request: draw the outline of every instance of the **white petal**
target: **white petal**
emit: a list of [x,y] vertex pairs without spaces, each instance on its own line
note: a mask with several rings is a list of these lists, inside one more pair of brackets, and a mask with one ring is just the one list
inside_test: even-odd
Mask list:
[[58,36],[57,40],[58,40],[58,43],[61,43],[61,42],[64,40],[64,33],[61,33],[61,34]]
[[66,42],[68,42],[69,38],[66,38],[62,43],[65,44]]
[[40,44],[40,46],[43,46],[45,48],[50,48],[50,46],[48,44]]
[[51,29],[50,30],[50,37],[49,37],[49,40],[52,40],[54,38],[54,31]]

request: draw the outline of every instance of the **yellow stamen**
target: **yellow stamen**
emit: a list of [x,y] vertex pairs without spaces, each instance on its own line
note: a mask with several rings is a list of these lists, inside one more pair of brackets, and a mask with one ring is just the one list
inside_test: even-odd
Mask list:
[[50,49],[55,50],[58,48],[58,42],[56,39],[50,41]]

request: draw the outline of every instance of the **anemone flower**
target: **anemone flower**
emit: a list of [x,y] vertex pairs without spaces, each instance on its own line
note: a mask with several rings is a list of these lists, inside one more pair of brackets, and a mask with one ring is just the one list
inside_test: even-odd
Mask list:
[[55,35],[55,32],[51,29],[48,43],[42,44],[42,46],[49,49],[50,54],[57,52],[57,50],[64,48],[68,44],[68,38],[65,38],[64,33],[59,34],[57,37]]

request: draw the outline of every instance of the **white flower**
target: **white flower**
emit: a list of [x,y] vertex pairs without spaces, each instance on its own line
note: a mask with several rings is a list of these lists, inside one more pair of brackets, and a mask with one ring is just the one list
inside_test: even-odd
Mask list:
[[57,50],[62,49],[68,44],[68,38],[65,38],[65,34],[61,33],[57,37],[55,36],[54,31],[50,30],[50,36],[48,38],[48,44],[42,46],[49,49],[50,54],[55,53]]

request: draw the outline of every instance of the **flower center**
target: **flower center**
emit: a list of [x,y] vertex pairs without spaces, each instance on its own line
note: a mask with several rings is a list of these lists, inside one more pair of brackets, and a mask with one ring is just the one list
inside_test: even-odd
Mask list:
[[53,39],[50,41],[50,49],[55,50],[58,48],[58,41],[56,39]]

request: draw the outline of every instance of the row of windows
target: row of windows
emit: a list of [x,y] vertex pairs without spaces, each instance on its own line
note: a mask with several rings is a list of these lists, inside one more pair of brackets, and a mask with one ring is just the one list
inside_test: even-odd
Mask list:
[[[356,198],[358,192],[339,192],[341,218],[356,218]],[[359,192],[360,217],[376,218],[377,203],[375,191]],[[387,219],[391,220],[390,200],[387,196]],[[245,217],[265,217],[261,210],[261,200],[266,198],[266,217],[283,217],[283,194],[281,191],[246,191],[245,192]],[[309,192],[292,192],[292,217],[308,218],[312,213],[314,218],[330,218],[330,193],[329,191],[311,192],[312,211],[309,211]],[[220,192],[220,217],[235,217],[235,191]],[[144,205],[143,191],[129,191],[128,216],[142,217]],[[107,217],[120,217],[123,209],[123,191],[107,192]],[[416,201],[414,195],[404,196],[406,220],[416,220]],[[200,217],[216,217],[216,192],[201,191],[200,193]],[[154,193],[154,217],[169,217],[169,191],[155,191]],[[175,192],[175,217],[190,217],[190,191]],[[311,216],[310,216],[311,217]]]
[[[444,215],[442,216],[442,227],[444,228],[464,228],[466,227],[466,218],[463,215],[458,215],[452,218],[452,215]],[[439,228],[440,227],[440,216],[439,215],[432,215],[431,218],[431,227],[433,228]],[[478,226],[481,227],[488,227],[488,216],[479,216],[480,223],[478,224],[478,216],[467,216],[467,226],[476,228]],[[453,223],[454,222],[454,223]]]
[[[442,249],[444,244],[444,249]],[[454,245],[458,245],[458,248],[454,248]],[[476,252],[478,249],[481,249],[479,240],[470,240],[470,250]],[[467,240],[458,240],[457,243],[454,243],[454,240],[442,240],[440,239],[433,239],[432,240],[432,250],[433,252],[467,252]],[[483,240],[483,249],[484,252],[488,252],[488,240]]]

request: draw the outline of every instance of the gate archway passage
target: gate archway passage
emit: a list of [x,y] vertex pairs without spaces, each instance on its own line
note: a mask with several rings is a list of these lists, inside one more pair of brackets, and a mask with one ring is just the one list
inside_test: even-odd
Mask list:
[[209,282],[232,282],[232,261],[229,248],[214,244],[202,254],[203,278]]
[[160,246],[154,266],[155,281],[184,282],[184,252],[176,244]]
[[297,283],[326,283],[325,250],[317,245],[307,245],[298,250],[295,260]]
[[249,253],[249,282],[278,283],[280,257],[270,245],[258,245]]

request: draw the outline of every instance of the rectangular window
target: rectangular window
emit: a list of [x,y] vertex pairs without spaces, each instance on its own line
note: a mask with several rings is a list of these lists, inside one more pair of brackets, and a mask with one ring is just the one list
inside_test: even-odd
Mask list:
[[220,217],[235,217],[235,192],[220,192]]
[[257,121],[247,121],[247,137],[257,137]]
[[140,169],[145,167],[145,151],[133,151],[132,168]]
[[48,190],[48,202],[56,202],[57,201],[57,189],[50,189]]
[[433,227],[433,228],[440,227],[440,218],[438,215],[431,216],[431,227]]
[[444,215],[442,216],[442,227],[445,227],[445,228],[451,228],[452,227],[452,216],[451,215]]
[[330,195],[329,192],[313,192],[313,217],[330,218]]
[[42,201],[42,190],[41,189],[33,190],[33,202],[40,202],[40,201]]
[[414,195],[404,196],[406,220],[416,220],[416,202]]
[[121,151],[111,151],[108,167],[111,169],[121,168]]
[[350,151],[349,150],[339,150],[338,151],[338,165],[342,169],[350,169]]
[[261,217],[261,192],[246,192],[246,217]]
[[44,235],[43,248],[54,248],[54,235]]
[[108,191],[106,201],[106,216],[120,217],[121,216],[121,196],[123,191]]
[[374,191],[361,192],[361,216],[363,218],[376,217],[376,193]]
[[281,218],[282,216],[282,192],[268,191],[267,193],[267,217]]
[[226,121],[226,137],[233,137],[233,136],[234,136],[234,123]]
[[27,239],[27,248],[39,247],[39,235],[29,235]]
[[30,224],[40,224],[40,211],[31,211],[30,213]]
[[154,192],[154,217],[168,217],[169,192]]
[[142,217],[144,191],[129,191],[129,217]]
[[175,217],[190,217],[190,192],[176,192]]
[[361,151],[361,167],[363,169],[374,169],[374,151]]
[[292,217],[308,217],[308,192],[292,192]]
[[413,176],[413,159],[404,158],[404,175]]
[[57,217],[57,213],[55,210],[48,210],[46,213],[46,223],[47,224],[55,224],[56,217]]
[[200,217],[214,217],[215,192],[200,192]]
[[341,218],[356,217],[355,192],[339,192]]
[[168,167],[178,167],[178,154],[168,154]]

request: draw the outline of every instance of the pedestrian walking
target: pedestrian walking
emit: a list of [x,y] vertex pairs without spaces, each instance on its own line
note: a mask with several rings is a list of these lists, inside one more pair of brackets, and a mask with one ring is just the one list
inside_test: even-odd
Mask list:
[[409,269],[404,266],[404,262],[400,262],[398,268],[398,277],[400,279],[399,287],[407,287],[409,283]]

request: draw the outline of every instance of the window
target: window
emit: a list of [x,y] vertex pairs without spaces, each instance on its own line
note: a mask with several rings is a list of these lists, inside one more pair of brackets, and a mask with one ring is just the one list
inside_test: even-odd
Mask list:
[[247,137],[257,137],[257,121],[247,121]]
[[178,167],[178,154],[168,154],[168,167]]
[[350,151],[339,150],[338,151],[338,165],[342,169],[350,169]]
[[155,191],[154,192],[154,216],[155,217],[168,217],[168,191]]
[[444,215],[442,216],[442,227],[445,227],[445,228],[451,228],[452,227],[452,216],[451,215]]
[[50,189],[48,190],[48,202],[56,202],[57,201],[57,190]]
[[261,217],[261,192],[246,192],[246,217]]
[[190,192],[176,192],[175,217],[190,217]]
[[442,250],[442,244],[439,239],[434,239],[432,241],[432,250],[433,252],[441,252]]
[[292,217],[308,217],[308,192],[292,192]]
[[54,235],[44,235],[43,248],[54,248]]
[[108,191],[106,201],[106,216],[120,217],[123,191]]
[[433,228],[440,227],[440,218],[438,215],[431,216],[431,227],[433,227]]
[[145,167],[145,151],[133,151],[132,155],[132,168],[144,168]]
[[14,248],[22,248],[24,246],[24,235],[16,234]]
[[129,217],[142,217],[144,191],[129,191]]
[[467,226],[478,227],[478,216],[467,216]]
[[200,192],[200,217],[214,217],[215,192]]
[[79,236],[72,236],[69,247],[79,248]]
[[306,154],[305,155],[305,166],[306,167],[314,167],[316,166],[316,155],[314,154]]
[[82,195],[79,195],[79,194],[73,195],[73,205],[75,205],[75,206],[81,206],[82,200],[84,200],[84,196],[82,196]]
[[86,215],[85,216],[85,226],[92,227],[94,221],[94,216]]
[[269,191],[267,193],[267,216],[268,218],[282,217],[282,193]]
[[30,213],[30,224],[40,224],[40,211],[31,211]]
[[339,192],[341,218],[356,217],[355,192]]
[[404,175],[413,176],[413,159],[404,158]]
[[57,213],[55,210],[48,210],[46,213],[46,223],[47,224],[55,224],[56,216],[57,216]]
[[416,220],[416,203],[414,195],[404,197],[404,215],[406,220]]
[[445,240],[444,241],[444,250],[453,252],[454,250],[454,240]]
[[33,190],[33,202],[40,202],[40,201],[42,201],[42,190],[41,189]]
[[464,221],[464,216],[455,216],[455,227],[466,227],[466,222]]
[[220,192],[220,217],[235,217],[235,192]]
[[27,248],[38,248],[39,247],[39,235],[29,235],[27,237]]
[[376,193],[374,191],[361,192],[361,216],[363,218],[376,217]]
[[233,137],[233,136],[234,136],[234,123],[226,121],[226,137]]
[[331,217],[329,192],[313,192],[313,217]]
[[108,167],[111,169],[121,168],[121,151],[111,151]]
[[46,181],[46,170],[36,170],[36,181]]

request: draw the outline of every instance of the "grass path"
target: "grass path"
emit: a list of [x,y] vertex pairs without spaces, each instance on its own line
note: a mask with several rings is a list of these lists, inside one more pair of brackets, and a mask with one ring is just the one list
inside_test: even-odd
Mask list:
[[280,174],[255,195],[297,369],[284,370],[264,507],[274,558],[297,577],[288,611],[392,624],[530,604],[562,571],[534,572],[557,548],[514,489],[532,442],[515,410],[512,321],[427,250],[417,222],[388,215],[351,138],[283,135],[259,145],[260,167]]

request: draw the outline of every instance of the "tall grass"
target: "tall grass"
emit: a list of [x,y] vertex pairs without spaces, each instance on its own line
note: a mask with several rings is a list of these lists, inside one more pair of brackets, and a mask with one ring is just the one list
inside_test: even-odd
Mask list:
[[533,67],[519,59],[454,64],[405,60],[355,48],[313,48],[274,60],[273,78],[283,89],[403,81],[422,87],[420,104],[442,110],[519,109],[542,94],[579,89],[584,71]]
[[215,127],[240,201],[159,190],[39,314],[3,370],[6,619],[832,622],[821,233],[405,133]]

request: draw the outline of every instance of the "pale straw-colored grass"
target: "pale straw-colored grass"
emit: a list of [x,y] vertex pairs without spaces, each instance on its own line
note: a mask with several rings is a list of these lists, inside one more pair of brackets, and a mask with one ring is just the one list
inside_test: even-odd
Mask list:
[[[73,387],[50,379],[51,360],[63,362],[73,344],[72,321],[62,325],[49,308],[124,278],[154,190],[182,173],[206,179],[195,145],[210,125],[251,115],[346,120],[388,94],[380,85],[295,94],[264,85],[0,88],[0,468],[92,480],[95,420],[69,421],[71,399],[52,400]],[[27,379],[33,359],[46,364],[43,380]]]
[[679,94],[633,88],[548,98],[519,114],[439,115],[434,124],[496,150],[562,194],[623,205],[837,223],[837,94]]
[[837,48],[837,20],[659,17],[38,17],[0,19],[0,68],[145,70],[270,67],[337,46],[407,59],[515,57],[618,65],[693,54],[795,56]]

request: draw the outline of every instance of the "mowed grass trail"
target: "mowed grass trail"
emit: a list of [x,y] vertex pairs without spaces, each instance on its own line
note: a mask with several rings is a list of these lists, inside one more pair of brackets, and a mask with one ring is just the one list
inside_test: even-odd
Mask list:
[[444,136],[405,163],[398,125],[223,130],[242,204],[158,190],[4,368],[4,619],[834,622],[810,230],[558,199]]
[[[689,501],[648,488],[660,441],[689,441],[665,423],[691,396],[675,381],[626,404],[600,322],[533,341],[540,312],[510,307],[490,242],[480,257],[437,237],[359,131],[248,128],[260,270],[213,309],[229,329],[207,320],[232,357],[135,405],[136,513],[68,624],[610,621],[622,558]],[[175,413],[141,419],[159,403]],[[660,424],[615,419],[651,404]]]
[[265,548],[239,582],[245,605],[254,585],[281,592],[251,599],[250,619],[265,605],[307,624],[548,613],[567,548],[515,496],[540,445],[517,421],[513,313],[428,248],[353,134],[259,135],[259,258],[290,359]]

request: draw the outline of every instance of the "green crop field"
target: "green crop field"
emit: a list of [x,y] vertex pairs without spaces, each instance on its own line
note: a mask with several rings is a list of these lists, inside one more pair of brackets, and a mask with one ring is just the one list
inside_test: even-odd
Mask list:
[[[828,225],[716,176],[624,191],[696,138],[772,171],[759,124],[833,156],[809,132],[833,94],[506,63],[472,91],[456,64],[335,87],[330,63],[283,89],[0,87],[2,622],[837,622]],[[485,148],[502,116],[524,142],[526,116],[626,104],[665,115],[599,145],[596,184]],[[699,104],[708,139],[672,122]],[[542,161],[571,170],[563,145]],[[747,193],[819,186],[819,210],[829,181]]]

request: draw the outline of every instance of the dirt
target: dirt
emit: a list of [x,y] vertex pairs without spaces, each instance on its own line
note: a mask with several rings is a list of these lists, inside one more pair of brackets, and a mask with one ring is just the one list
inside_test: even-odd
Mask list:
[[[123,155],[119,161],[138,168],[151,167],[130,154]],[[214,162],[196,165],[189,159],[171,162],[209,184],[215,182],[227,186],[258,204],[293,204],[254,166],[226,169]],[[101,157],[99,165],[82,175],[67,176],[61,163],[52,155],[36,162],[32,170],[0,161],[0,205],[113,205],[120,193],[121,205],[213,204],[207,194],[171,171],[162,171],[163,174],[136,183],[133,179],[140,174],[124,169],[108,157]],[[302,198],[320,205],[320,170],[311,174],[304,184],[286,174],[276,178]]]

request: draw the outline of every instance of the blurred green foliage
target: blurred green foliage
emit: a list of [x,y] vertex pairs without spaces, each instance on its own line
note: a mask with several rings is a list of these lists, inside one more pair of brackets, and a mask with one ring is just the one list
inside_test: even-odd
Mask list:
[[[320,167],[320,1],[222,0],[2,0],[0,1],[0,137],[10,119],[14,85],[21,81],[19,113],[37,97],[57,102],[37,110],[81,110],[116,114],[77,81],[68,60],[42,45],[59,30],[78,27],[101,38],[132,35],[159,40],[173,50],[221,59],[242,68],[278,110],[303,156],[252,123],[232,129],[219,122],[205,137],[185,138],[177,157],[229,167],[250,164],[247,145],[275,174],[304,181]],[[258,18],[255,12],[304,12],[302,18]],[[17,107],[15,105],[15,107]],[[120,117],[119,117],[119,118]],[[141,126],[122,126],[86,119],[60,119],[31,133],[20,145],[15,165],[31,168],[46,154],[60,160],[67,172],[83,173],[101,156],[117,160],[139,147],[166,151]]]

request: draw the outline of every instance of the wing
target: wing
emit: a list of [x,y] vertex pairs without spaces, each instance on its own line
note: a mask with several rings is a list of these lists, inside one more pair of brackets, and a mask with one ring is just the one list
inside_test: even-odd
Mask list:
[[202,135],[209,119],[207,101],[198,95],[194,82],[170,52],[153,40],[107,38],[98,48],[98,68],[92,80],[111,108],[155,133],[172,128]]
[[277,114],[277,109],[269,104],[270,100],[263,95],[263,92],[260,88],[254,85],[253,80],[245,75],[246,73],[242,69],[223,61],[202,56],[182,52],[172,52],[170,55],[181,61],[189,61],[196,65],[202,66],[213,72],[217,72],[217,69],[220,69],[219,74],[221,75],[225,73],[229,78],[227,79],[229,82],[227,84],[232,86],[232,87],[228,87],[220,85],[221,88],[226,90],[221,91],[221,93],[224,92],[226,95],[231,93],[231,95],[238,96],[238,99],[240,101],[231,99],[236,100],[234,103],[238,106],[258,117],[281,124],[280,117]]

--------------------

▸ Task brief:
Rewrite the lines between the one holding "request: draw the outline of every instance of the **yellow" and the one holding "[[50,49],[55,50],[58,48],[58,42],[56,39],[50,41]]", inclusive, replacing "yellow stamen" with "golden stamen" and leaving everything else unchanged.

▸ Result of this exercise:
request: draw the outline of every instance of the **golden stamen**
target: **golden stamen**
emit: a list of [x,y] vertex pairs without spaces, each instance on its own line
note: a mask with several rings is a list of these lists, inside one more pair of brackets, and a mask with one ring is just the one list
inside_test: even-odd
Mask list:
[[50,49],[55,50],[58,48],[58,42],[56,39],[50,41]]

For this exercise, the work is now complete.